**Extrait du texte**:
Ces paroles sont très simples, et bien qu’elles ne soient pas neuves et qu’il semble superflu de les répéter, ces paroles, cependant, dites dans notre temps et dans les conditions où se trouvent les doukhobors, ont une grande importance : elles montrent une fois de plus au monde le moyen simple, indiscutable, unique de rétablir la vraie paix. Il y a longtemps que ce moyen a été donné par Christ, mais les hommes s’évertuent à en chercher d’autres, feignant d’avoir oublié celui-là, — qui consiste tout simplement à ne pas faire ce que nous trouvons honteux, à n’être pas les esclaves soumis des professionnels de l’assassinat.

Mais, outre qu’il est simple, ce moyen a encore pour lui d’être indiscutablement efficace. Toutes les méthodes « pacifiques » sont incertaines, — toutes sauf celle qui consiste, pour un chrétien, à déclarer, ce dont personne n’a jamais douté, qu’il n’est pas licite à un chrétien d’être un assassin. Il faut que le chrétien prenne conscience d’une vérité qu’il ne peut pas méconnaître et alors existera entre les chrétiens la paix éternelle et inviolable.

**Objectif indiqué 1**:
Répondez à ces questions sur l'extrait consacré aux doukhobors :
(a) Selon l'extrait, par qui le moyen de rétablir la vraie paix a-t-il été donné ?
(b) En quoi ce moyen consiste-t-il, d'après le premier paragraphe ?
(c) Outre sa simplicité, quel autre avantage le second paragraphe attribue-t-il à ce moyen ?

**Données d'entrée**:
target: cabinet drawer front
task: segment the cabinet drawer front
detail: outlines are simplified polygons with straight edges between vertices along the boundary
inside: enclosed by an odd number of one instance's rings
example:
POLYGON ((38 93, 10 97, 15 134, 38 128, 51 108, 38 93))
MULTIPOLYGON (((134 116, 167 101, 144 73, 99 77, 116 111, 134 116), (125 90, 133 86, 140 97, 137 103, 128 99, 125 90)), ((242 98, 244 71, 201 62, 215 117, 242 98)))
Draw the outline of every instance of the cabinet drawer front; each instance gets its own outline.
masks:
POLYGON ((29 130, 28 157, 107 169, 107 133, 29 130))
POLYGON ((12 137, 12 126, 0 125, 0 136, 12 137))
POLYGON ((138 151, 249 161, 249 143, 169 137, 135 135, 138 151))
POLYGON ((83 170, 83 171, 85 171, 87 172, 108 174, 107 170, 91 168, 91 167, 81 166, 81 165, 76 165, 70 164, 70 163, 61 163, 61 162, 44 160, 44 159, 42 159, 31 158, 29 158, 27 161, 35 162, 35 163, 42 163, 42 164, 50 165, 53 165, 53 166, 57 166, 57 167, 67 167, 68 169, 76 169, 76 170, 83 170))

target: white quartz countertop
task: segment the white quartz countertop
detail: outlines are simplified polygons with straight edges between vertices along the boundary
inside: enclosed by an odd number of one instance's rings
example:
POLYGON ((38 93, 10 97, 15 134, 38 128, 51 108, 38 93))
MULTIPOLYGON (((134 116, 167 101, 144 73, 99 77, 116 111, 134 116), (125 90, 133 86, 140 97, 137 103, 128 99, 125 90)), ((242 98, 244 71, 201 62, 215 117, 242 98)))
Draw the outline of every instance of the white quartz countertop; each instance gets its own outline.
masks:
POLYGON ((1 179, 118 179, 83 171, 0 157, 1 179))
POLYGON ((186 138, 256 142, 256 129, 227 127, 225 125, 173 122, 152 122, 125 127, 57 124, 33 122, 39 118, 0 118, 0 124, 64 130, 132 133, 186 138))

**Objectif indiqué 2**: Reproduisez à l'identique les lignes des rangées, depuis la ligne contenant "target: white quartz countertop" jusqu'à la fin des rangées, bornes incluses.

**Réponse finale 1**:
(a) Par Christ.
(b) À ne pas faire ce que nous trouvons honteux, à n'être pas les esclaves soumis des professionnels de l'assassinat.
(c) Il est indiscutablement efficace.

**Réponse finale 2**:
target: white quartz countertop
task: segment the white quartz countertop
detail: outlines are simplified polygons with straight edges between vertices along the boundary
inside: enclosed by an odd number of one instance's rings
example:
POLYGON ((38 93, 10 97, 15 134, 38 128, 51 108, 38 93))
MULTIPOLYGON (((134 116, 167 101, 144 73, 99 77, 116 111, 134 116), (125 90, 133 86, 140 97, 137 103, 128 99, 125 90)), ((242 98, 244 71, 201 62, 215 117, 242 98)))
Draw the outline of every instance of the white quartz countertop; each instance gets its own outline.
masks:
POLYGON ((1 179, 118 179, 83 171, 0 157, 1 179))
POLYGON ((186 138, 256 142, 256 129, 227 127, 225 125, 173 122, 152 122, 125 127, 57 124, 33 122, 39 118, 0 118, 0 124, 64 130, 132 133, 186 138))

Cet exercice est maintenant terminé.